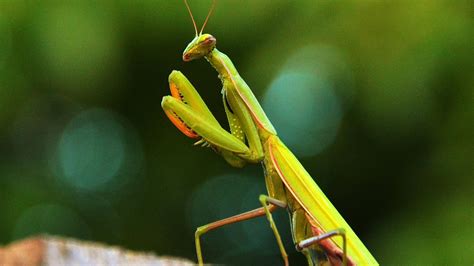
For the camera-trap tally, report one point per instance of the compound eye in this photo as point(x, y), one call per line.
point(209, 40)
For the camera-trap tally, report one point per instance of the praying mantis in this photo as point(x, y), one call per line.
point(318, 230)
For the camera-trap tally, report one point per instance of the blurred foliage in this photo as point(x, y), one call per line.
point(375, 97)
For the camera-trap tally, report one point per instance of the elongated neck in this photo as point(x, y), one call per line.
point(222, 63)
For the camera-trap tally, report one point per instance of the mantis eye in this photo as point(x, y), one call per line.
point(209, 40)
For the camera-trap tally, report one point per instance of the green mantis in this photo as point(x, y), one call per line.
point(318, 230)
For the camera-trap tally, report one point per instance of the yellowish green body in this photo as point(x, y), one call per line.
point(318, 230)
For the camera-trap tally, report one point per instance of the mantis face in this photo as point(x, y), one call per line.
point(199, 47)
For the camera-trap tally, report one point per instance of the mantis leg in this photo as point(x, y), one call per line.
point(334, 253)
point(234, 219)
point(192, 117)
point(265, 200)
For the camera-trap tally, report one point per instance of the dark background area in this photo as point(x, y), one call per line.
point(374, 97)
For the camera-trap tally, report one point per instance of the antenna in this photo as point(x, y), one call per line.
point(208, 15)
point(191, 14)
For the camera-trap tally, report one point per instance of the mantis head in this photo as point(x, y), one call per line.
point(202, 44)
point(199, 47)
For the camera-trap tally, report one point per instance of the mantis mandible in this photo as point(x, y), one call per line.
point(318, 230)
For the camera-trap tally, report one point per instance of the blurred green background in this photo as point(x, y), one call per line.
point(375, 97)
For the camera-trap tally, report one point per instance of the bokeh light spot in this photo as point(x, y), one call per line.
point(91, 150)
point(304, 110)
point(51, 219)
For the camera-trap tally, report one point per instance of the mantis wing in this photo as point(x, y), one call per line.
point(303, 188)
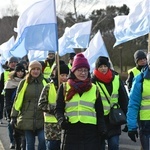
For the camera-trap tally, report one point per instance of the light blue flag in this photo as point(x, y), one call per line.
point(5, 48)
point(77, 36)
point(37, 28)
point(37, 55)
point(133, 25)
point(96, 48)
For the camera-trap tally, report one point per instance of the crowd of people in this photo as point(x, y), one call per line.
point(67, 107)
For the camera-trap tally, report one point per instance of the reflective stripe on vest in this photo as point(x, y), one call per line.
point(134, 70)
point(6, 77)
point(19, 100)
point(52, 101)
point(81, 108)
point(48, 70)
point(113, 98)
point(145, 103)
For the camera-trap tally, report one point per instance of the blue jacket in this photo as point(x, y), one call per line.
point(135, 98)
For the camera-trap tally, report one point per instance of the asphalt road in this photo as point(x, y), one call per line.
point(125, 142)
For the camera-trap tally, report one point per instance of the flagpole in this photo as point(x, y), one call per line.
point(149, 43)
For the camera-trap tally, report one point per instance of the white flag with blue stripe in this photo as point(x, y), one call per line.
point(5, 49)
point(77, 36)
point(133, 25)
point(96, 48)
point(37, 28)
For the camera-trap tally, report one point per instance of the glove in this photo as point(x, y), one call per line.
point(13, 121)
point(133, 135)
point(64, 123)
point(125, 129)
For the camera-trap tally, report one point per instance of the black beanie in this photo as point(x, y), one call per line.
point(102, 60)
point(19, 67)
point(139, 54)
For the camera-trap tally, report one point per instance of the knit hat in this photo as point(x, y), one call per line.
point(34, 64)
point(12, 59)
point(79, 61)
point(102, 60)
point(64, 69)
point(71, 55)
point(19, 67)
point(139, 54)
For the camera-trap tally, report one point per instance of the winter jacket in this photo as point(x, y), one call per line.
point(81, 136)
point(122, 101)
point(30, 117)
point(135, 100)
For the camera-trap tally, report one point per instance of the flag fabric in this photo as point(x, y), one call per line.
point(5, 48)
point(77, 36)
point(133, 25)
point(96, 48)
point(37, 55)
point(37, 28)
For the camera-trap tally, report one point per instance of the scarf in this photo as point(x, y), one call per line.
point(78, 86)
point(106, 78)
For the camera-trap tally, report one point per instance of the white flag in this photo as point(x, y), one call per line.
point(37, 55)
point(77, 36)
point(135, 24)
point(37, 28)
point(96, 48)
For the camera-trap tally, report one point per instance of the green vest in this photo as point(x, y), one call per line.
point(48, 70)
point(19, 100)
point(52, 101)
point(134, 70)
point(82, 108)
point(145, 103)
point(113, 98)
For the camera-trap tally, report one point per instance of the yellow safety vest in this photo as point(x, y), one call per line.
point(48, 70)
point(81, 108)
point(134, 70)
point(19, 100)
point(113, 98)
point(145, 103)
point(52, 101)
point(69, 66)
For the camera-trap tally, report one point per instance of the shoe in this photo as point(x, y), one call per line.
point(12, 146)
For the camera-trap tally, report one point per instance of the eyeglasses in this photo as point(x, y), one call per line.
point(82, 70)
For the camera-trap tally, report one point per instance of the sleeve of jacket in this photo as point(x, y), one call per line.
point(60, 104)
point(130, 80)
point(123, 97)
point(100, 114)
point(135, 98)
point(43, 100)
point(14, 112)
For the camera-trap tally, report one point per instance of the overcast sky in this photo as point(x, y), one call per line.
point(23, 4)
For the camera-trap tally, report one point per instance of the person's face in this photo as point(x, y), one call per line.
point(12, 65)
point(63, 78)
point(35, 72)
point(20, 74)
point(51, 55)
point(142, 62)
point(103, 69)
point(81, 73)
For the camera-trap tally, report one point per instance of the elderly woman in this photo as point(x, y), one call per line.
point(25, 112)
point(79, 109)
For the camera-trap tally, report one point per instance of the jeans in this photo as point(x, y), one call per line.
point(53, 144)
point(30, 139)
point(10, 132)
point(113, 143)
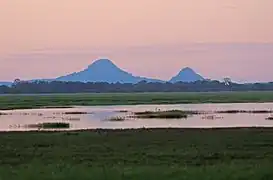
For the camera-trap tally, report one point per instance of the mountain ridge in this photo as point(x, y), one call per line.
point(104, 70)
point(187, 74)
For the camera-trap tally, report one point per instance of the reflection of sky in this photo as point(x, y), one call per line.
point(156, 27)
point(99, 116)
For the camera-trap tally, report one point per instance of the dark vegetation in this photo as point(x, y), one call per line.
point(116, 118)
point(163, 154)
point(91, 99)
point(79, 87)
point(75, 113)
point(244, 111)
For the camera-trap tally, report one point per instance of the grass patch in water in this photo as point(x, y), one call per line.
point(244, 111)
point(117, 118)
point(76, 112)
point(3, 114)
point(170, 114)
point(123, 111)
point(49, 125)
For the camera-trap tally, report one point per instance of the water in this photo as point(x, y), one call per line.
point(16, 120)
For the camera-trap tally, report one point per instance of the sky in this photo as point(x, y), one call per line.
point(153, 38)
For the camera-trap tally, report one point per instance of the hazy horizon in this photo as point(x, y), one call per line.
point(151, 38)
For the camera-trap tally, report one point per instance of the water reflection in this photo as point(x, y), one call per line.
point(96, 117)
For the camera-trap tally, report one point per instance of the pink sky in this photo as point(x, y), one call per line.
point(155, 38)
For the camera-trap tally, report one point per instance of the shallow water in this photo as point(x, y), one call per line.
point(16, 120)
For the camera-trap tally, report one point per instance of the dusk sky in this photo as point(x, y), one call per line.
point(153, 38)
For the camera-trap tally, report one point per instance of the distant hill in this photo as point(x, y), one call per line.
point(103, 70)
point(186, 75)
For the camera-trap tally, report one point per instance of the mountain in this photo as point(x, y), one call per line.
point(186, 75)
point(104, 70)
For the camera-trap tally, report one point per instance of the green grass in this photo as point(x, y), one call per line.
point(49, 125)
point(163, 154)
point(63, 100)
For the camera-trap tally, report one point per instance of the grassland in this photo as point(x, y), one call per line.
point(162, 154)
point(66, 100)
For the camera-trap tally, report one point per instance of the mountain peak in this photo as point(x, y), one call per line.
point(186, 75)
point(102, 63)
point(187, 69)
point(103, 70)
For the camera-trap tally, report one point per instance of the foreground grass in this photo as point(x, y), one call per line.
point(163, 154)
point(67, 100)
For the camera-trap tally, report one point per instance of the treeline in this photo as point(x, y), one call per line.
point(79, 87)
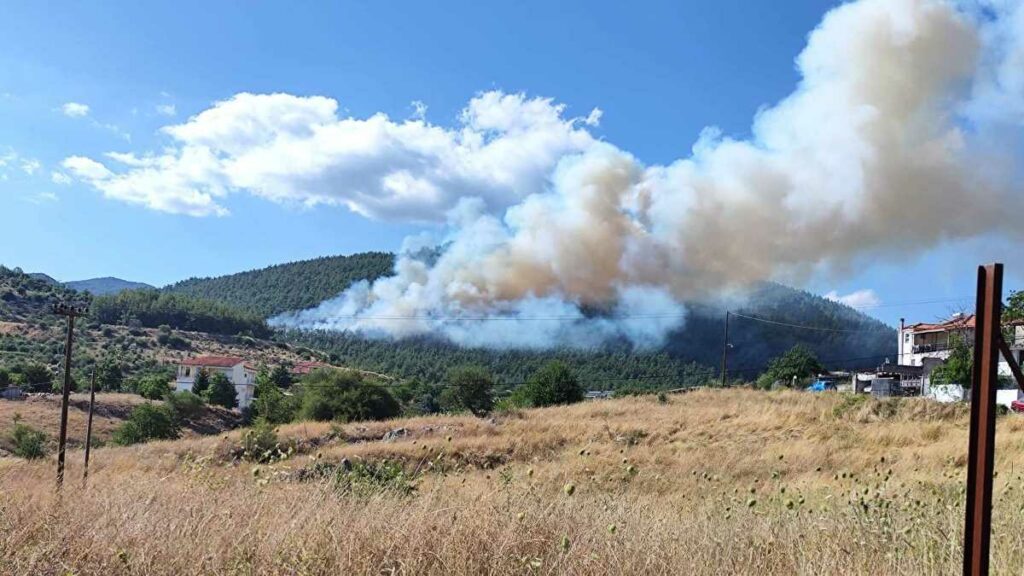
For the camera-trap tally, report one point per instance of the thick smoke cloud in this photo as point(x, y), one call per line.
point(905, 131)
point(885, 148)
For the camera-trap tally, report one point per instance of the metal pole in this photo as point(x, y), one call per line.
point(88, 426)
point(978, 519)
point(64, 401)
point(725, 350)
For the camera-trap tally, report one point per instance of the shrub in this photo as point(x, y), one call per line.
point(221, 392)
point(260, 442)
point(553, 383)
point(337, 395)
point(147, 421)
point(153, 386)
point(471, 389)
point(29, 443)
point(185, 405)
point(271, 404)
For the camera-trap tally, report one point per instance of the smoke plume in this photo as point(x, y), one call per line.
point(903, 132)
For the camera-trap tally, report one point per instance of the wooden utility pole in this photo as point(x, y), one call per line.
point(88, 426)
point(725, 350)
point(70, 312)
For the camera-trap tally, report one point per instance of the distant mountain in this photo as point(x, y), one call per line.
point(105, 285)
point(43, 277)
point(289, 286)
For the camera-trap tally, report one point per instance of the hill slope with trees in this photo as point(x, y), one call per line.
point(289, 286)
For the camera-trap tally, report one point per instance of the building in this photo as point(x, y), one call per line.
point(923, 340)
point(241, 374)
point(300, 369)
point(928, 345)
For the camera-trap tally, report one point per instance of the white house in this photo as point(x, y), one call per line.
point(242, 375)
point(929, 344)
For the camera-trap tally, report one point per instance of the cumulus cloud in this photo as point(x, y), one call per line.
point(298, 150)
point(883, 149)
point(865, 298)
point(75, 110)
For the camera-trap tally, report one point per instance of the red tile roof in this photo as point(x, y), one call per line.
point(957, 323)
point(215, 361)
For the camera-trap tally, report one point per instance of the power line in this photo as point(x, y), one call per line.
point(805, 327)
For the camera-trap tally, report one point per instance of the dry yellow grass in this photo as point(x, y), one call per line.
point(734, 482)
point(43, 413)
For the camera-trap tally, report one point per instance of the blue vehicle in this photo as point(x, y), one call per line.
point(821, 385)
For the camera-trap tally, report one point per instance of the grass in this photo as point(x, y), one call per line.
point(714, 482)
point(43, 413)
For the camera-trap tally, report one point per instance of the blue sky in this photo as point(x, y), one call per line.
point(659, 75)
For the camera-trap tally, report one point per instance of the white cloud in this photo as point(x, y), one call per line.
point(31, 165)
point(297, 150)
point(75, 110)
point(167, 110)
point(865, 298)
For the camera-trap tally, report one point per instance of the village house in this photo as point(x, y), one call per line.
point(927, 345)
point(241, 374)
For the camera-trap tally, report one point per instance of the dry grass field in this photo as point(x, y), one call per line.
point(715, 482)
point(43, 412)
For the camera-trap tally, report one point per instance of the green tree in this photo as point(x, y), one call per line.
point(281, 376)
point(471, 388)
point(798, 363)
point(553, 383)
point(958, 367)
point(339, 395)
point(221, 392)
point(153, 386)
point(29, 443)
point(109, 375)
point(271, 405)
point(147, 421)
point(202, 382)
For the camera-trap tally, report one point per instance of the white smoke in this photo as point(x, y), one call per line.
point(905, 131)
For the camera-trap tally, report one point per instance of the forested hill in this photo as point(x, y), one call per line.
point(843, 336)
point(289, 286)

————————

DIRECTIONS FOR THIS TASK »
Reproduce, word for word, the lines of the records that begin with the line containing "of the overcast" and continue through the line containing "point(79, 109)", including both of those lines.

EXERCISE OUTPUT »
For the camera-trap tally, report one point per instance of the overcast sky in this photo as point(x, y), one call per line.
point(23, 4)
For the camera-trap tally, report one point per instance of the person's face in this photo as point(x, y), one call per line.
point(12, 65)
point(63, 78)
point(35, 72)
point(20, 74)
point(51, 55)
point(142, 62)
point(103, 69)
point(81, 73)
For the camera-trap tally, report one point per instance of the elderly woman in this photo as point(x, y), one call per line.
point(25, 112)
point(79, 109)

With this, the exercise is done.